The Alkaloids of Coffee
In addition to caffein, the main alkaloid of coffee, trigonellin—the methylbetaine of nicotinic acid—sometimes known as caffearine, has been isolated from coffee.[132] This alkaloid, having the formula C14H16O4N2, is also found in fenugreek, Trigonella fœnum-græcum, in various leguminous plants, and in the seeds of strophanthus. When pure it forms colorless needles melting at 140° C., and, as with all alkaloids, gives a weak basic reaction. It is very soluble in water, slightly soluble in alcohol, and only very slightly soluble in ether, chloroform or benzol, so that it does not contaminate the caffein in the determination of the latter. Its effects on the body have not been studied, but they are probably not very great, as Polstorff obtained only 0.23 percent from the coffee which he examined.
Caffein, thein, trimethylxanthin, or C5H(CH3)3N4O2, in addition to being in the coffee bean is also found in guarana leaves, the kola nut, maté, or Paraguay tea, and, in small quantities, in cocoa. It is also found in other parts of these plants besides those commonly used for food purposes.
A neat test for detecting the presence of caffein is that of A. Viehoever,[133] in which the caffein is sublimed directly from the plant tissue in a special apparatus. The presence of caffein in the sublimate is verified by observing its melting point, determined on a special heating stage used in connection with a microscope.
The chief commercial source of this alkaloid is waste and damaged tea, from which it is prepared by extraction with boiling water, the tannin precipitated from the solution with litharge, and the solution then concentrated to crystallize out the caffein. It is further purified by sublimation or recrystallization from water. Coffee chaff and roaster-flue dust have been proposed as sources for medicinal caffein, but the extraction of the alkaloid from the former has not proven to be a commercial success. Several manufacturers of pharmaceuticals are now extracting caffein from roaster-flue dust, probably by an adaptation of the Faunce[134] process. The recovery of caffein from roaster-flue gases may be facilitated and increased by the use of a condenser such as proposed Ewé.[135]
Pure caffein forms long, white, silky, flexible needles, which readily felt together to form light, fleecy masses. It melts at 235–7° C. and sublimes completely at 178° C., though the sublimation starts at 120°. Salts of an unstable nature are formed with caffein by most acids. The solubility of caffein as determined by Seidell[136] is given in Table I.

• **Entries provided**:
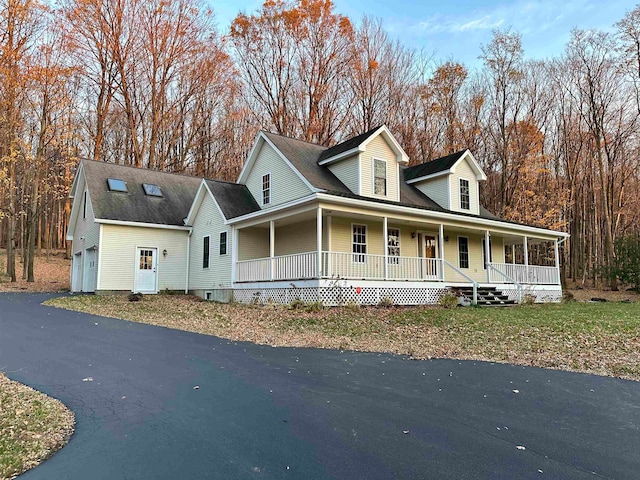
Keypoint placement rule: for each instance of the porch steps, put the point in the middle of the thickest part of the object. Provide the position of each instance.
(487, 296)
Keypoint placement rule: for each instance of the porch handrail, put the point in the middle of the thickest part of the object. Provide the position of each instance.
(475, 284)
(511, 280)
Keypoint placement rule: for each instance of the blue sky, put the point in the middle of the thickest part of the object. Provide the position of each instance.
(455, 30)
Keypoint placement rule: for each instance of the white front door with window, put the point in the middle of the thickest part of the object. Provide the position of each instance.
(147, 270)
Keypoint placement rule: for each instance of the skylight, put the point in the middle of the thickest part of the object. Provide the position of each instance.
(152, 190)
(117, 185)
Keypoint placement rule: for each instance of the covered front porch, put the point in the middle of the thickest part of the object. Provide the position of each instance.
(336, 244)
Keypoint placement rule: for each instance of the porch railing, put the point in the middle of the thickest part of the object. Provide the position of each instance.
(525, 274)
(372, 267)
(343, 265)
(282, 267)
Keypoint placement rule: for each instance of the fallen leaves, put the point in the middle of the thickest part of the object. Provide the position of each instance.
(32, 427)
(596, 338)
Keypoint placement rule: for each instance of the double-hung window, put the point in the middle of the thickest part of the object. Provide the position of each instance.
(223, 243)
(464, 195)
(379, 177)
(484, 253)
(359, 243)
(463, 252)
(205, 251)
(393, 245)
(266, 189)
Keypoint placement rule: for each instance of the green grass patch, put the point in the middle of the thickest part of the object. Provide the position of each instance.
(602, 338)
(32, 427)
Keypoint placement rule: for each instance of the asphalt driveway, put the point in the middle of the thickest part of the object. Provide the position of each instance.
(154, 403)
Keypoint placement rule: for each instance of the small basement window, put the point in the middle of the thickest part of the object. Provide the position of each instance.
(116, 185)
(152, 190)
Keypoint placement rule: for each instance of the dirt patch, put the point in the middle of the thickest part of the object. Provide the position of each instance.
(601, 338)
(33, 426)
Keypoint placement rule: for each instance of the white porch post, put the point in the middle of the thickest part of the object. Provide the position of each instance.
(319, 242)
(555, 247)
(272, 241)
(525, 245)
(441, 252)
(234, 253)
(329, 259)
(385, 244)
(487, 252)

• **Exercises**:
A – Using the text on the alkaloids of coffee, answer each question.
(i) At what temperature does pure trigonellin melt?
(ii) What is the chief commercial source of caffein?
(iii) At what temperature does pure caffein sublime completely?
B – From the text on the alkaloids of coffee, print the stretch from "Caffein, thein, trimethylxanthin, or" through "for food purposes." word for word.

• **Responses by task**:
A –
(i) 140° C.
(ii) Waste and damaged tea.
(iii) 178° C.

B –
Caffein, thein, trimethylxanthin, or C5H(CH3)3N4O2, in addition to being in the coffee bean is also found in guarana leaves, the kola nut, maté, or Paraguay tea, and, in small quantities, in cocoa. It is also found in other parts of these plants besides those commonly used for food purposes.